• [OBJECTIVE]: Output every one of the rows below again, character for character, with nothing changed.

• [GIVEN DATA]:
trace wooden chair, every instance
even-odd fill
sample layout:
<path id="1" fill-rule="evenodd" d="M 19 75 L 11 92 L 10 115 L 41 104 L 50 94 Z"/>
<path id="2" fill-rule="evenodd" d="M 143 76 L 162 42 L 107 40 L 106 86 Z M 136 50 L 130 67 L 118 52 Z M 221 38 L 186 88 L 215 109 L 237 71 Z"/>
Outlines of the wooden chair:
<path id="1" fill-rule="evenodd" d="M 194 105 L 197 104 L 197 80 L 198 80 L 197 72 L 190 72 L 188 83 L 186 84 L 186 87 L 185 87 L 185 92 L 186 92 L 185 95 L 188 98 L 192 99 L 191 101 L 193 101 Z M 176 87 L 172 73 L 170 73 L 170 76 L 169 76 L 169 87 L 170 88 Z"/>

• [EXERCISE RESPONSE]:
trace wooden chair, every instance
even-odd fill
sample layout:
<path id="1" fill-rule="evenodd" d="M 19 75 L 11 92 L 10 115 L 41 104 L 50 94 Z"/>
<path id="2" fill-rule="evenodd" d="M 143 76 L 162 42 L 107 40 L 106 86 Z M 136 50 L 130 67 L 118 52 Z M 221 38 L 186 88 L 215 109 L 237 71 Z"/>
Outlines of the wooden chair:
<path id="1" fill-rule="evenodd" d="M 194 105 L 197 104 L 197 80 L 198 80 L 197 72 L 190 72 L 188 83 L 186 84 L 186 87 L 185 87 L 185 92 L 186 92 L 185 95 L 188 98 L 192 99 L 191 101 L 193 101 Z M 176 87 L 172 73 L 170 73 L 170 76 L 169 76 L 169 87 L 170 88 Z"/>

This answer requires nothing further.